(re: “Major teachers union endorses for 2021 race? Not so fast,” May 16)
What’s in a name? Will the Northwest Bronx reflexively vote for another “Dinowitz” on the ballot, thereby reviving the tradition of nepotism and political dynasty that has tarnished the borough’s reputation?
The Bronx has suffered through many mediocre coattail candidates, sons and daughters shepherded through a system by their elected parents and the county leadership.
Such a plot is now actively underway in our own community, with Assemblyman Jeffrey Dinowitz engineering the city council campaign of his son, Eric, just as he did the campaign of Councilman Andrew Cohen before him.
How disappointing it was to read in the May 16 issue of The Riverdale Press that Eric Dinowitz’s campaign website falsely cited an endorsement by the United Federation of Teachers. Why was Eric Dinowitz “unconcerned,” in his response to the paper, by the behavior of an “overzealous supporter” who “added that line to the website”?
Is it because he was raised in an environment in which the rules don’t apply?
Eric’s campaign spokeswoman, Daniele de Groot of Red Horse Strategies, attempted to spin the story by stating that Eric was a member of the UFT union. Red Horse Strategies is the public relations firm that represents many of the politicians associated with our local “political machine,” including Assemblyman Dinowitz.
The pretend endorsement caught by The Riverdale Press raises a deeper issue.
Many of us have long carried a feeling in the pit of our stomachs that what we observe in each election cycle is suspect, but we cannot pinpoint exactly why.
The assault on our democracy has even permeated the hard-working volunteer ranks of Community Board 8. More than once at a full board meeting, I have witnessed half a dozen heads turn to the back of a room where Assemblyman Dinowitz was standing, right before casting their votes.
How has the Assemblyman retained power for a quarter century, and how is he now attempting to manipulate voters for a son with little, if any, prior civic engagement? With inspired ideas or unethical, recycled trickery?
Let’s look at some patterns.
□ □ □ □ □ □ □
▶ [Work instructions]
(1) Answer these questions about the letter on the Dinowitz council campaign:
(a) Which union's endorsement did Eric Dinowitz's campaign website falsely cite?
(b) Which public relations firm does the campaign spokeswoman represent?
(c) On which board did the writer see members turn toward Assemblyman Dinowitz before voting?
(2) Write the next few paragraphs of the letter on the Dinowitz council campaign, picking up after its final sentence.

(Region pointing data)
□ □ □ □ □ □ □
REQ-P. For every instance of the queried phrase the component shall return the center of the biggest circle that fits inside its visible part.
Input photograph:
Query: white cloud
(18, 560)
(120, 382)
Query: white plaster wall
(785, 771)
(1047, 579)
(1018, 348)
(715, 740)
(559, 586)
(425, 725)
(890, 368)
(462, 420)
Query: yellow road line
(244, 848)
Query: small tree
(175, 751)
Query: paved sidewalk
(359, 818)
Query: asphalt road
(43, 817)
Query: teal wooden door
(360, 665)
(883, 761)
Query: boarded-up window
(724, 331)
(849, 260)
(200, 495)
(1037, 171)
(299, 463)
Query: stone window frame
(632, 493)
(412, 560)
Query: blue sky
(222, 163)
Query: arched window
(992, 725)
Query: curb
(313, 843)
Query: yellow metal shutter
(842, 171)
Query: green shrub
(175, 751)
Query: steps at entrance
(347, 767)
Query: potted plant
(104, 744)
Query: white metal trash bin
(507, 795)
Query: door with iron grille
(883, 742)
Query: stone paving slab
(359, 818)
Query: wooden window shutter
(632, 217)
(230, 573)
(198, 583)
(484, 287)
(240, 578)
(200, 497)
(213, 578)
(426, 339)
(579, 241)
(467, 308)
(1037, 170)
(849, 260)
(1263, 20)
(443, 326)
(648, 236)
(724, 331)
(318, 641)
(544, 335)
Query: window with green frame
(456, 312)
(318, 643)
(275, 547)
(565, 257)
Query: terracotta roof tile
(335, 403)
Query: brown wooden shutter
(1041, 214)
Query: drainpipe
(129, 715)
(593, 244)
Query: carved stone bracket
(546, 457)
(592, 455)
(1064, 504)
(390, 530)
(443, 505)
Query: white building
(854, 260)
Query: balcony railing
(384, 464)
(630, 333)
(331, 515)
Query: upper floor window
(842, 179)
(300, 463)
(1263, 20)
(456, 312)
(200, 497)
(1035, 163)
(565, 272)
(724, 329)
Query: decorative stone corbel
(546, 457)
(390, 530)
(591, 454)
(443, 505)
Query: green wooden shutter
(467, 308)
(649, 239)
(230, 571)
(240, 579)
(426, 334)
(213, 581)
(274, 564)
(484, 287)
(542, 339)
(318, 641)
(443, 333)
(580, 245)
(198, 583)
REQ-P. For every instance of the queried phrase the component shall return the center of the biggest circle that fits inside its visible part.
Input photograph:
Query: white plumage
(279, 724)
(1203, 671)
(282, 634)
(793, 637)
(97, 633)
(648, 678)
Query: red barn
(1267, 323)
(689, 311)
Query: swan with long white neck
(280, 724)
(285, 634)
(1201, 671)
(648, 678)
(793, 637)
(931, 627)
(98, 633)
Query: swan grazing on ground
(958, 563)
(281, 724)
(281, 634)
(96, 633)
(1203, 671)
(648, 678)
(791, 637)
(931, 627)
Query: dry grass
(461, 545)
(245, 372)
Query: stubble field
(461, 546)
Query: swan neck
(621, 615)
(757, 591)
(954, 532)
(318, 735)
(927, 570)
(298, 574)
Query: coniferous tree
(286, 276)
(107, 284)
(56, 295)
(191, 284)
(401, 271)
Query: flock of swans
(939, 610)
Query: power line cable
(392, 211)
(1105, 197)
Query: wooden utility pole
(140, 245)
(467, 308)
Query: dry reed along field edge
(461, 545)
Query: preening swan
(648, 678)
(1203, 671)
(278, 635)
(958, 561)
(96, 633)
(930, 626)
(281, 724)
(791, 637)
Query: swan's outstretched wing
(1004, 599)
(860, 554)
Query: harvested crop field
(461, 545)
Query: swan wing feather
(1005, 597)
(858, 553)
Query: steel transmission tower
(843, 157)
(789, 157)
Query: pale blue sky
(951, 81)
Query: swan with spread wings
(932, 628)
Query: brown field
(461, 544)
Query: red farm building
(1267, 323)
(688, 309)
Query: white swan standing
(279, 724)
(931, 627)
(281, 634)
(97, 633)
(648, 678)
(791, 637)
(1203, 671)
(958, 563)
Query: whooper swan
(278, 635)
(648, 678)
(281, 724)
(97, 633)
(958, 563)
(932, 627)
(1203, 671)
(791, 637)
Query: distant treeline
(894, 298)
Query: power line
□ □ □ □ □ □ □
▶ [Per-task outputs]
(1)
(a) The United Federation of Teachers
(b) Red Horse Strategies
(c) Community Board 8

(2)
Eric Dinowitz, like Andrew Cohen before his run for office, was made chair of CB8’s aging committee. This committee focuses on the needs of the largest voting bloc in the district.
Eric Dinowitz, like Andrew Cohen before his run for office, has been a speaker or emcee at his father’s government town halls, and is featured in his father’s taxpayer-funded, official state newsletters.
Certain New York State statutes might properly frame these patterns of behavior, including Public Officers Law 74(3d), which prohibits a member of the legislature from using one’s official position to secure unwarranted privileges for oneself or others.
Isn’t Assemblyman Dinowitz’s son, a declared city council candidate, receiving unwarranted speaking and advertising privileges from his father’s government position?
How has nepotism been working out in the White House with the Trump family? Think the concept is any different at a local level?
With her recent election victory, Sen. Alessandra Biaggi busted a monopoly of self-serving leadership. We could sense her enthusiasm throughout her campaign — a kinetic energy waiting to be unleashed in office.
This is a woman using every minute of her granted time in office to do good for her district. She treats her role with respect, as a privilege to serve.
There are others like Biaggi waiting in the wings.
The author, a medical writer and political consultant who lives in Riverdale, is campaign manager for the Friends of Dan Padernacht, a city council candidate opposing Eric Dinowitz.